◆ **WHAT IS NEEDED**
Every entry should be transcribed word for word, so that nothing is missing.

◆ **DATASET ENTRIES**
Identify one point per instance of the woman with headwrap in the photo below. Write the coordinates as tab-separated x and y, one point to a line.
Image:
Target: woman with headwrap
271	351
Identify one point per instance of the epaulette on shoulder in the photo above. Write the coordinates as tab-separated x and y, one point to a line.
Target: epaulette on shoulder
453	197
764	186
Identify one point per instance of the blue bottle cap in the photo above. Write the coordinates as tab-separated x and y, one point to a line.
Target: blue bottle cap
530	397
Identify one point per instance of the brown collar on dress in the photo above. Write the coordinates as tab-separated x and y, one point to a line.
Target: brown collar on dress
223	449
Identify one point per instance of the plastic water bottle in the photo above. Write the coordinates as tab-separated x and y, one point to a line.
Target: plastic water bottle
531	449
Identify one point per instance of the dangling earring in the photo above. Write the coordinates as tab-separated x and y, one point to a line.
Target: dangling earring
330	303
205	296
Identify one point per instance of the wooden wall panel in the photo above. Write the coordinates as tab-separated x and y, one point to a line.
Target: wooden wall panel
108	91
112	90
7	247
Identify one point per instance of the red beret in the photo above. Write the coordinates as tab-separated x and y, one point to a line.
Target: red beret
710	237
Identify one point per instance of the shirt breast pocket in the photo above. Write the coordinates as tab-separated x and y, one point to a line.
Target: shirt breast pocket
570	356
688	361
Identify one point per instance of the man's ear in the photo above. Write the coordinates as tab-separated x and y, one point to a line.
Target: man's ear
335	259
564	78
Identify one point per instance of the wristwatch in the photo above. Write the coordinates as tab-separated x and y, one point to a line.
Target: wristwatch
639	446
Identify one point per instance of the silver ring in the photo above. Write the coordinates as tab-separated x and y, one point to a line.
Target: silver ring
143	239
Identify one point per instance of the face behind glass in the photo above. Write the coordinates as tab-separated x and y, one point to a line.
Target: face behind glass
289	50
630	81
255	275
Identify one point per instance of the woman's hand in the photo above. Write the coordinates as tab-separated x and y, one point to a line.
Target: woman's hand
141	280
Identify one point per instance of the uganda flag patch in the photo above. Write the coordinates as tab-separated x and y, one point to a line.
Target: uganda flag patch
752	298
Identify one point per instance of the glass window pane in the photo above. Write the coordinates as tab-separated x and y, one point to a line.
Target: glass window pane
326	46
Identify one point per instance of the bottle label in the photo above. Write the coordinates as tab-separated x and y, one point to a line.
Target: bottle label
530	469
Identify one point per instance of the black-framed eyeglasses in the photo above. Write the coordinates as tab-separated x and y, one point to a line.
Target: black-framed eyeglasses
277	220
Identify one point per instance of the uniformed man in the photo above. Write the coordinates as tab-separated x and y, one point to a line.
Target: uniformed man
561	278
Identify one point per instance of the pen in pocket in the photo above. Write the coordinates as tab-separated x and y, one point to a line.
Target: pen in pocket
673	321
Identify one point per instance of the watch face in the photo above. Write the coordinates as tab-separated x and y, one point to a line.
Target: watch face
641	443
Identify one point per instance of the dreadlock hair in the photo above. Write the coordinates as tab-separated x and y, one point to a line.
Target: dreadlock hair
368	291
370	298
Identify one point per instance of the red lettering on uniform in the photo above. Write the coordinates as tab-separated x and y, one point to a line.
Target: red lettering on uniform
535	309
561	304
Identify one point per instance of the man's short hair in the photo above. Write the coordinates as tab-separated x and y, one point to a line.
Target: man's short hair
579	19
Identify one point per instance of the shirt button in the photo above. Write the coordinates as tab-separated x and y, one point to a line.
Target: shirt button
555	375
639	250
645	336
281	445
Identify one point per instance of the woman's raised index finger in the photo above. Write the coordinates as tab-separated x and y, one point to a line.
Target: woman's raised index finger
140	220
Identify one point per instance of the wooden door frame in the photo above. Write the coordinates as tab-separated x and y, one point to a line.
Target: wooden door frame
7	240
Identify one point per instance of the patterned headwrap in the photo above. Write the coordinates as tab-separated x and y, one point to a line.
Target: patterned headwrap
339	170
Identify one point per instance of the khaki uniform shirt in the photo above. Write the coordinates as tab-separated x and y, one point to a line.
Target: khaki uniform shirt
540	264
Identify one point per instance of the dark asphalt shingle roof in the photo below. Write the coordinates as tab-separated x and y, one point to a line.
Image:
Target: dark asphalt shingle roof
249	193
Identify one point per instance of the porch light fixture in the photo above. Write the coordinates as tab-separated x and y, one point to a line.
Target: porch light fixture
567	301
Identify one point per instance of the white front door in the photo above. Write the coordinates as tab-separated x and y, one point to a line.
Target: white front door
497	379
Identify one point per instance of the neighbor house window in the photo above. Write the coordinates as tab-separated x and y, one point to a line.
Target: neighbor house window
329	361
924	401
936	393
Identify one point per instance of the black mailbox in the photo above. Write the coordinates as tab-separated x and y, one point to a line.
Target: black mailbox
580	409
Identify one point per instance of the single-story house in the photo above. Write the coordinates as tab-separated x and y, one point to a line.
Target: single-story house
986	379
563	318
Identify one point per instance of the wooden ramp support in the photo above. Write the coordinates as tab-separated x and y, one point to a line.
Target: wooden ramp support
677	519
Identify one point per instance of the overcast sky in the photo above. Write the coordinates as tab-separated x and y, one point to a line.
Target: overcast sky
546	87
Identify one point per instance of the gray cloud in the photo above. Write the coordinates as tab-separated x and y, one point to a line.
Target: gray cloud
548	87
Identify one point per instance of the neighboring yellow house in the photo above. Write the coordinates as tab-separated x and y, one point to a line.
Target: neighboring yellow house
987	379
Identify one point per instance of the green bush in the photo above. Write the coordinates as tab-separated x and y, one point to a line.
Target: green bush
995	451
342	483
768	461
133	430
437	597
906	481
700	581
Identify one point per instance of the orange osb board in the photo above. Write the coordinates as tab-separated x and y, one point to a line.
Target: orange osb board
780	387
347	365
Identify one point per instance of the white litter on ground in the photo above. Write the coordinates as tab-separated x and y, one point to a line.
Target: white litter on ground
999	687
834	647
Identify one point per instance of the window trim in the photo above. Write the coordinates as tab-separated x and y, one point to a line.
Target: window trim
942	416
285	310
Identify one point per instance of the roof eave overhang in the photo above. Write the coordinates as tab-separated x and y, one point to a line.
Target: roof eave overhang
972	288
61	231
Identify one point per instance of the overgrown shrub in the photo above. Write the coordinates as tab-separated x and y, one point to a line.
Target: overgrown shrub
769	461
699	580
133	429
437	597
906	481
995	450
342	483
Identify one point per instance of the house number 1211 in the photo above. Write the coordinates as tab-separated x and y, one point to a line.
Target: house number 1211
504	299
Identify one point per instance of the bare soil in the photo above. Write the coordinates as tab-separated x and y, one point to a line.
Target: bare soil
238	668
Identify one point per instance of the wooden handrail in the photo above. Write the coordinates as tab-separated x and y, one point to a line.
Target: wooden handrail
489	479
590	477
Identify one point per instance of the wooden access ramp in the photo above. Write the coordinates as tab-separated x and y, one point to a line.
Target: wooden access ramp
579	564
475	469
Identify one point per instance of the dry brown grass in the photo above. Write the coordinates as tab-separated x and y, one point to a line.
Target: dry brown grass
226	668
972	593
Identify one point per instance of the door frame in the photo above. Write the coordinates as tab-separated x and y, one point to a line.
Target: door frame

◆ **RESULT BELOW**
Identify one point per instance of the woman with headwrap in the photo below. Write the coordinates as tab-separated x and y, one point to a line.
Image:
Target: woman with headwrap
271	351
Identify one point per instance of the epaulette on shoulder in the photo above. Write the coordinates as tab-separated x and y, one point to a line.
Target: epaulette on shoulder
453	197
764	186
Identify one point per instance of the blue bottle cap in the photo above. Write the coordinates as tab-separated x and y, one point to a line.
Target: blue bottle cap
530	397
Identify one point per instance of the brown collar on dress in the photo above. Write the coordinates as tab-separated x and y, one point to a line.
Target: brown collar on dress
223	449
Identify one point per instance of the plastic water bottle in the photo above. Write the coordinates as tab-separated x and y, one point to a line.
Target: plastic water bottle
531	449
Identify one point per instance of the dangling earring in the photo above. Write the coordinates as tab-separated x and y, one point to a line.
Target: dangling earring
330	303
205	296
Identify one point per instance of the wooden wall panel in the photo above. Write the coordinates as tab-separated x and y, one point to a line.
Target: wooden wall panel
108	91
112	90
7	247
Identify one point per instance of the red beret in the photo above. Write the coordinates as tab-separated x and y, one point to a line.
Target: red beret
710	237
Identify one point per instance of the shirt breast pocket in the photo above. Write the coordinates as tab-separated x and y, one point to a line.
Target: shirt breast pocket
570	356
688	361
Identify one point per instance of the man's ear in the photo above. Write the coordinates as tab-separated x and y, one point to a line.
Target: man's ear
335	259
564	78
Identify one point per instance of the wristwatch in the photo above. Write the coordinates as tab-separated x and y, one point to a line.
Target: wristwatch
639	446
Identify one point per instance of the silver ring in the photo above. Write the coordinates as tab-separated x and y, one point to a line.
Target: silver ring
143	239
Identify one point per instance of the face behind glass in the photo above. Write the coordinates as tab-separated x and y, one point to a line.
Target: face behind glass
289	50
630	81
255	275
Identify one point per instance of the woman's hand in the photo above. Write the coordinates as tab-separated x and y, one point to a line.
Target: woman's hand
141	280
Identify one point per instance of the uganda flag patch in the photo above. Write the coordinates as tab-separated x and y, one point to a line.
Target: uganda flag patch
752	298
Identify one point per instance of the glass window pane in the photo above. Write the coordinates as tab-separated x and y, one point to a line.
Target: glass window pane
326	46
Identify one point per instance of the bottle label in the photo above. Write the coordinates as tab-separated x and y, one point to a line.
Target: bottle label
530	469
Identify one point per instance of the black-framed eyeglasses in the photo above. Write the coordinates as tab-separated x and y, one point to a line.
Target: black-framed eyeglasses
277	220
Identify one point per instance of the uniformed man in the photo above. Write the coordinates as tab-separated x and y, one point to a line.
Target: uniformed man
561	278
Identify one point per instance of the pen in pocket in the photo above. Write the coordinates as tab-separated x and y, one point to a line.
Target: pen in pocket
673	321
Identify one point per instance of the watch face in the photo above. Write the coordinates as tab-separated x and y, one point to a line.
Target: watch face
641	443
Identify one point per instance of the dreadlock hair in the photo above. Write the coordinates as tab-separated x and y, one point to a line.
Target: dreadlock hair
368	291
370	298
Identify one point per instance of the red lettering on uniform in the photo above. Write the coordinates as tab-separated x and y, one point to a line.
Target: red lettering on uniform
535	309
561	304
Identify one point per instance of the man's short hair in the photo above. Write the coordinates as tab-separated x and y, one point to a line.
Target: man's short hair
579	19
Identify one point per instance of the shirt button in the photo above. Write the coordinates as tab-separated x and y, one point to a line.
Target: shirt button
555	375
639	250
645	336
281	445
Identify one point per instance of the woman's raised index finger in the photo above. Write the coordinates as tab-separated x and y, one point to a line.
Target: woman's raised index finger
140	220
Identify one point per instance of the wooden door frame in the photo above. Write the coordinates as tab-separated x and y, one point to a line.
Target: wooden door frame
7	240
Identify one point per instance of the patterned headwrap in the photo above. Write the coordinates as tab-separated x and y, one point to a line.
Target: patterned headwrap
339	170
Identify one point per instance of the khaki uniform shirt in the photo above. Write the coordinates as tab-separated x and y, one point to a line.
Target: khaki uniform shirt
540	264
Identify one point per instance of the dark asphalt shingle roof in the photo below. Write the coordinates as tab-separated x and y, one point to a line.
Image:
Target: dark asphalt shingle roof
249	193
Identify one point per instance of the porch light fixture in the photo above. Write the coordinates as tab-separated x and y, one point to a line.
Target: porch light fixture
567	301
Identify one point per instance of the white front door in the photo above. Write the coordinates as tab-separated x and y, one point to a line.
Target: white front door
497	379
Identify one point per instance of the neighbor house window in the photo above. Write the coordinates as tab-separated x and y, one point to a line.
Target: neighbor house window
329	361
924	401
936	393
Identify one point per instance of the black mailbox in the photo above. Write the coordinates as tab-separated x and y, one point to a line.
Target: black mailbox
580	409
Identify one point per instance of the single-story house in the photo above. Write the coordinates as tab-separated x and y, one point to a line.
Target: single-story house
986	379
563	318
Identify one point per instance of the wooden ramp support in the photo above. Write the coordinates as tab-separated x and y, one point to a line.
Target: wooden ramp support
677	519
Identify one point per instance of the overcast sky in the photo above. Write the coordinates as tab-separated x and y, one point to a line.
Target: overcast sky
546	87
Identify one point per instance of the gray cloud in the photo above. Write the coordinates as tab-separated x and y, one point to a line.
Target: gray cloud
548	87
Identify one point per instance of the neighboring yellow house in the photo above. Write the coordinates as tab-separated x and y, one point to a line.
Target: neighboring yellow house
987	379
Identify one point per instance of the green bush in the photo above. Write the coordinates as tab-separated x and y, one point to a line.
Target: green bush
995	451
342	483
768	461
133	430
437	597
906	481
700	581
Identify one point per instance of the orange osb board in the photo above. Write the coordinates as tab-separated x and y, one point to a line.
Target: orange osb board
780	387
347	365
Identify one point per instance of the white litter on ground in the photo above. Write the coordinates as tab-separated x and y, one point to a line.
Target: white litter on ground
999	687
834	647
Identify one point per instance of the window trim in the photo above. Write the coordinates as tab-separated x and y, one point to a line.
Target: window trim
942	416
285	310
Identify one point per instance of the roof eave overhang in the photo above. Write the coordinates as tab-separated x and y, one point to a line.
Target: roof eave overhang
972	288
61	231
Identify one point per instance of the overgrown shrub in the photo above. Write the coordinates as tab-separated x and y, one point to a line.
Target: overgrown shrub
769	461
699	580
133	429
437	597
906	481
995	450
342	483
Identify one point per instance of the house number 1211 in the photo above. Write the coordinates as tab-separated x and y, one point to a line.
Target: house number 1211
504	299
Identify one point per instance of the bare soil in the photo above. Write the coordinates as tab-separated x and y, one point to a line.
Target: bare soil
238	668
Identify one point per instance of the wooden handrail in the photo above. Write the coordinates as tab-separated x and y, one point to a line.
Target: wooden handrail
489	479
590	477
Identify one point per instance of the wooden access ramp in the photo above. Write the coordinates as tab-separated x and y, one point to a line.
Target: wooden access ramp
579	564
475	469
Identify one point per instance of the dry brown grass in the photo above. Write the coordinates as tab-separated x and y, one point to a line.
Target: dry brown grass
226	668
972	593
Identify one point per instance of the door frame in the photo above. Write the coordinates as tab-separated x and y, one point to a line.
Target: door frame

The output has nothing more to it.